Start of SUPPLIED ENTRIES

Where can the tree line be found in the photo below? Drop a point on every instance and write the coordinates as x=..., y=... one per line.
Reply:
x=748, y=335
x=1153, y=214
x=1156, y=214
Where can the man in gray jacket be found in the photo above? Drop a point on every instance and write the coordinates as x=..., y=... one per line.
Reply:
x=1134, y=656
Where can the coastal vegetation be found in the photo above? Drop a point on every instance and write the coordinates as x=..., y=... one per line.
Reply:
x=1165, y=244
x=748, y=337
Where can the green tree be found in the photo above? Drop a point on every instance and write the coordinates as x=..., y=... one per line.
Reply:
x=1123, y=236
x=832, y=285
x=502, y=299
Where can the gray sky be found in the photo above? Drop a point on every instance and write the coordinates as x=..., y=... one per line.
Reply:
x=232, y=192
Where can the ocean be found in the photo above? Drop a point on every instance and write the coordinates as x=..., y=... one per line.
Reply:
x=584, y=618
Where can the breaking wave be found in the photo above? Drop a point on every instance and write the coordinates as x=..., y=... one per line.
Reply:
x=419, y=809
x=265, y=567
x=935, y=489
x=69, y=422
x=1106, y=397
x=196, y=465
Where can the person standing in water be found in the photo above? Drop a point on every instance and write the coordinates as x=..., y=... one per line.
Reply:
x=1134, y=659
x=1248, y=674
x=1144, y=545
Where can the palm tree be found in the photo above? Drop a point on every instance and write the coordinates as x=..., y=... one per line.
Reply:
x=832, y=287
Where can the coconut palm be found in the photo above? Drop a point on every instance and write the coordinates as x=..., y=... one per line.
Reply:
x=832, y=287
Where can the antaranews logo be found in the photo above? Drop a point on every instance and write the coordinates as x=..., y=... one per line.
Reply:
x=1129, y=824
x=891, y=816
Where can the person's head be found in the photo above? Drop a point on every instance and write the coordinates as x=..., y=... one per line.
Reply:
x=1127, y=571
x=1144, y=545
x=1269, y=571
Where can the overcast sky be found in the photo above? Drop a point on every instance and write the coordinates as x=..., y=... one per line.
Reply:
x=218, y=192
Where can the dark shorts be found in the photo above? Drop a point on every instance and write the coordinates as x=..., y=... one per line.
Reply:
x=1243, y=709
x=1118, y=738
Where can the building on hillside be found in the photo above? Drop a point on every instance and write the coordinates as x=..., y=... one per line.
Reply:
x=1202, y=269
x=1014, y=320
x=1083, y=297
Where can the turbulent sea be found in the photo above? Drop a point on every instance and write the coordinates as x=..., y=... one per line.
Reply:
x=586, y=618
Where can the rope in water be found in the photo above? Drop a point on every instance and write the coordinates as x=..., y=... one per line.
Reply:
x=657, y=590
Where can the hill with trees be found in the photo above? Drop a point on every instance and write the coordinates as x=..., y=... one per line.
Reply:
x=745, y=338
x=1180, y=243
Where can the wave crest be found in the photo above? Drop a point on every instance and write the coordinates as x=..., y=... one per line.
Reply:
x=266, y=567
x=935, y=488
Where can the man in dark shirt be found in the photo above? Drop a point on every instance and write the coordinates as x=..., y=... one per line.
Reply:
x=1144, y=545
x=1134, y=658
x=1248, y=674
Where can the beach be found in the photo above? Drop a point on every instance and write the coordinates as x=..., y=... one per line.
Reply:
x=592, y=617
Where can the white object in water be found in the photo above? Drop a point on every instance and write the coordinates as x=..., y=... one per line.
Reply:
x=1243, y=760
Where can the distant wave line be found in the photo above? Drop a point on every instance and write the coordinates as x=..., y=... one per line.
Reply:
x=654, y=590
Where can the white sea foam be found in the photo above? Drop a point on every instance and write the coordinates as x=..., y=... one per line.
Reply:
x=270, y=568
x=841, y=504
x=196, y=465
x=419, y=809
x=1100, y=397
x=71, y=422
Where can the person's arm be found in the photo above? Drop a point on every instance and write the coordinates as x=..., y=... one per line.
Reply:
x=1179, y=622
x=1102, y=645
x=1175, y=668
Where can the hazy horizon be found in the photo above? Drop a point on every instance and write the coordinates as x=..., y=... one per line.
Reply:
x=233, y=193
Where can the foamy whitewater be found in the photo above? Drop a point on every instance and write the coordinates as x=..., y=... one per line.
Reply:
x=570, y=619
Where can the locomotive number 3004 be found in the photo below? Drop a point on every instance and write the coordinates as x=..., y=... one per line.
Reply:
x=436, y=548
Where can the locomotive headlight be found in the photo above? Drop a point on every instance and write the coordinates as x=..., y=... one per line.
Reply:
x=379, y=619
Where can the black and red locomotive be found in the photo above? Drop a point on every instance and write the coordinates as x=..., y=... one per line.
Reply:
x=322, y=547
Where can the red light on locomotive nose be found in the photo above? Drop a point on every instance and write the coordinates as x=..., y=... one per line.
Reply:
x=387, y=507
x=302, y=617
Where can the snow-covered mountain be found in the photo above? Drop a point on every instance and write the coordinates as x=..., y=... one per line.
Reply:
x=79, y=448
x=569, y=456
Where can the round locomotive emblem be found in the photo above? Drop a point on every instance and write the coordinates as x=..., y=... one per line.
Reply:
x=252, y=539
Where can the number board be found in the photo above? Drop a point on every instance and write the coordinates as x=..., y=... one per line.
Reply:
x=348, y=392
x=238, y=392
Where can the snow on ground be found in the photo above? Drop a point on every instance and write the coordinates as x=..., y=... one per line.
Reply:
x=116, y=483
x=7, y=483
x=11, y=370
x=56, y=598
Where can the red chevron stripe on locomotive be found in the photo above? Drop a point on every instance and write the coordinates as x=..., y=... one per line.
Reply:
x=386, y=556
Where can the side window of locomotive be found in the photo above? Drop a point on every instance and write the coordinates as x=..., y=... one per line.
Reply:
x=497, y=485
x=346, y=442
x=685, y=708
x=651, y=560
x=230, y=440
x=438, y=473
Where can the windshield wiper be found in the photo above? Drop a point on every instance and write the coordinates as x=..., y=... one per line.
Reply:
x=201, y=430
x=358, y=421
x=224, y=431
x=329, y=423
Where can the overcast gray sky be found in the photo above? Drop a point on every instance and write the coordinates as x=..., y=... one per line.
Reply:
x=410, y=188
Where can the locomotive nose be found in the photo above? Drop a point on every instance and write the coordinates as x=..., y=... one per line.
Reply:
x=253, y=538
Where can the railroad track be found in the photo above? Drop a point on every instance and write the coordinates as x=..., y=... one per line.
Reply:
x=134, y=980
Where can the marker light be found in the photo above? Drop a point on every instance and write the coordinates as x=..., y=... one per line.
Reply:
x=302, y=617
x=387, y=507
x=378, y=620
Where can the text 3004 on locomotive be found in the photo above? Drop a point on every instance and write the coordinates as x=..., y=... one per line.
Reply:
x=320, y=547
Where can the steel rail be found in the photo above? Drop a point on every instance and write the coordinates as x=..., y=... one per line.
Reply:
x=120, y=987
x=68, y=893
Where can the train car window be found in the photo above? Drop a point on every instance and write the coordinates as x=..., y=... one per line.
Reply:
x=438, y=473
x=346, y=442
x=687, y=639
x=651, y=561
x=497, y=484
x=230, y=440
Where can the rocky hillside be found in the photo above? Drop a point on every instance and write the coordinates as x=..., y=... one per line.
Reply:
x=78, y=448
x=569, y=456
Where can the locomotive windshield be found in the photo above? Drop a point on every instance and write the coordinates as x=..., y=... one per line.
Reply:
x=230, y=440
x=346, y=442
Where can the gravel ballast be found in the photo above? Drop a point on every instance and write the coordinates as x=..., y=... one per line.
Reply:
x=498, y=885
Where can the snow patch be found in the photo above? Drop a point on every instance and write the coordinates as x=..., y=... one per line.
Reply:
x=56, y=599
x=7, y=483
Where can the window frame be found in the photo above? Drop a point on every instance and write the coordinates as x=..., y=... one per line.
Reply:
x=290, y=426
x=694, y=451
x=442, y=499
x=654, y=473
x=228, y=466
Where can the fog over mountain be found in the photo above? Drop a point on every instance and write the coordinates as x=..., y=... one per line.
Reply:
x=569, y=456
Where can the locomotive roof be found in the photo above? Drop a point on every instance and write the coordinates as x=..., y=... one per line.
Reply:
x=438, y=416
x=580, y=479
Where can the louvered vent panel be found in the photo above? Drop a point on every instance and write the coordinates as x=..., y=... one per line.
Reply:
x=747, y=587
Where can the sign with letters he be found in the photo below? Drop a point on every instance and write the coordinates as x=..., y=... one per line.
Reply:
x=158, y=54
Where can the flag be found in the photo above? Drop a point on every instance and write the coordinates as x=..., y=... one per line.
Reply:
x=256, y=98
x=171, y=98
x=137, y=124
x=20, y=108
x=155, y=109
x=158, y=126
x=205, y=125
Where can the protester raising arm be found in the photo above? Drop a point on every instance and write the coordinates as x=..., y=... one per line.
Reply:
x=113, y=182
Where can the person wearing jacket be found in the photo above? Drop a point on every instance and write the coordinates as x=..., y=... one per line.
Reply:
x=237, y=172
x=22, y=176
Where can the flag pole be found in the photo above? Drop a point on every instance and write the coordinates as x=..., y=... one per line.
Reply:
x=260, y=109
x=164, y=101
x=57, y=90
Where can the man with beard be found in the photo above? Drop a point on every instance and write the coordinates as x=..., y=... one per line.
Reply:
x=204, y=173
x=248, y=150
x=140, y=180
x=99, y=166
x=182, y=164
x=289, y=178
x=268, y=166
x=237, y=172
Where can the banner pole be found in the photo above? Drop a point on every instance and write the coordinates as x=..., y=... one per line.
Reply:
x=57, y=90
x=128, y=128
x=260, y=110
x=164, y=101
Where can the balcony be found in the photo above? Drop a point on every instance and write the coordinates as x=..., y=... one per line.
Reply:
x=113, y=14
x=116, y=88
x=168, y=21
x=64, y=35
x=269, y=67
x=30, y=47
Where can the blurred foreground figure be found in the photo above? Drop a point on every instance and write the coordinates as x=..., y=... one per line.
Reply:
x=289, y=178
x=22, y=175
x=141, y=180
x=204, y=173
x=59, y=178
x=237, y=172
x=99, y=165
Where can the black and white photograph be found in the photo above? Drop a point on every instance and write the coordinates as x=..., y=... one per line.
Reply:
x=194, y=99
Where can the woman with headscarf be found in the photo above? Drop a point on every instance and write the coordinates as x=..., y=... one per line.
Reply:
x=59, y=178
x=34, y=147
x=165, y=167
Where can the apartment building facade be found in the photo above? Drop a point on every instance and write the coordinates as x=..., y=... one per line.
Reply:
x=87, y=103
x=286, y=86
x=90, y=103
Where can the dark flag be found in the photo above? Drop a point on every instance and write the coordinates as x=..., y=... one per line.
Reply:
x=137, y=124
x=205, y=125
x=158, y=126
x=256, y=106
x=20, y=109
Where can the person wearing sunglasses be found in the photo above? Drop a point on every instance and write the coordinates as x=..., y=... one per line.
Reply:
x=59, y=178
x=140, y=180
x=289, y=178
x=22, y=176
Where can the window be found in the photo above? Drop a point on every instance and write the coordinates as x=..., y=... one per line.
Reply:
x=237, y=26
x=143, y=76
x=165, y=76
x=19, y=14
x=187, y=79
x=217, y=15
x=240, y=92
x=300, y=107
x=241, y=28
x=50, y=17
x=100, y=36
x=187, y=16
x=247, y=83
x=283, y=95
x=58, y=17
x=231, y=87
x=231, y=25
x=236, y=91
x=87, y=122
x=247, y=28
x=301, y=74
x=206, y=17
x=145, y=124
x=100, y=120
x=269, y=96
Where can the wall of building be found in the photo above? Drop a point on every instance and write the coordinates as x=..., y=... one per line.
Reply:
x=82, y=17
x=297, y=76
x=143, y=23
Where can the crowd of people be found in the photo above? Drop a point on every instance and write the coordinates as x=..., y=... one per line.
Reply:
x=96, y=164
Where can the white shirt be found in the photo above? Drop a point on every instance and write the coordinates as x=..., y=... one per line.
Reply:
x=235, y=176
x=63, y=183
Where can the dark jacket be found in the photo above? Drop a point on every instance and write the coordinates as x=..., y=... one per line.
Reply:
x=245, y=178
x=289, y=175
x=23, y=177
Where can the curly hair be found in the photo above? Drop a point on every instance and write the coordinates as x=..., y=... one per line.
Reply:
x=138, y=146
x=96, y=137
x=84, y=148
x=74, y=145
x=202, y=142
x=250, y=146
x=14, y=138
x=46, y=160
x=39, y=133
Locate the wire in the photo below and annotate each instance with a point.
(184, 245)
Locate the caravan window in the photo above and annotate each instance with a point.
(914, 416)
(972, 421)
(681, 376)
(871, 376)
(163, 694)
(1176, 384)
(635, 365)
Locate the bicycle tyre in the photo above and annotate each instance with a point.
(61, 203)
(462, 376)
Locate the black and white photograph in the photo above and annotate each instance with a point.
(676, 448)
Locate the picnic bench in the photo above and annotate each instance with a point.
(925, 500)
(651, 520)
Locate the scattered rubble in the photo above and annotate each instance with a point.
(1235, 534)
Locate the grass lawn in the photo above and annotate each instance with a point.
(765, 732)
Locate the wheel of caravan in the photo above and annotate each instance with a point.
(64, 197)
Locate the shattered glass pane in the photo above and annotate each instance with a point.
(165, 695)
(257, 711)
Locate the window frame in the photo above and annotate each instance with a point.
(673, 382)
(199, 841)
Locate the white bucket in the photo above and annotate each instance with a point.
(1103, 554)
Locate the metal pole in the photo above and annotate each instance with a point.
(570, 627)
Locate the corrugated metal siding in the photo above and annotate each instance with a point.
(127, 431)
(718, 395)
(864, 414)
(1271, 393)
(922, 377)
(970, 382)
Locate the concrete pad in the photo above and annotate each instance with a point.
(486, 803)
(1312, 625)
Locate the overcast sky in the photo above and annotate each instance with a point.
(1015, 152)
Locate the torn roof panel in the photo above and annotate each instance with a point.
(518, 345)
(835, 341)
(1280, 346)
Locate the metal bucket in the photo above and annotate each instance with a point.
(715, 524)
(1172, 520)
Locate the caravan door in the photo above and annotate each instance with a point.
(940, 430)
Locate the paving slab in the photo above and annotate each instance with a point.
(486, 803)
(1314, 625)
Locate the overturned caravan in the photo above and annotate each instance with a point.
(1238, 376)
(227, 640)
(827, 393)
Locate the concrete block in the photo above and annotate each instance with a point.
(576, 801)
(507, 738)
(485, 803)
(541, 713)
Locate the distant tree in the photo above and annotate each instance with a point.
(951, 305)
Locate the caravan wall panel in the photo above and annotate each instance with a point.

End of SUPPLIED ENTRIES

DIRECTIONS: Which lines above include the word "wall"? Show each one.

TASK SOLUTION:
Where can the wall of building be found in the photo above? Drop a point on every instance and write the coordinates as x=..., y=... one per line.
Locate the caravan wall panel in the photo above and annotate each instance with a point.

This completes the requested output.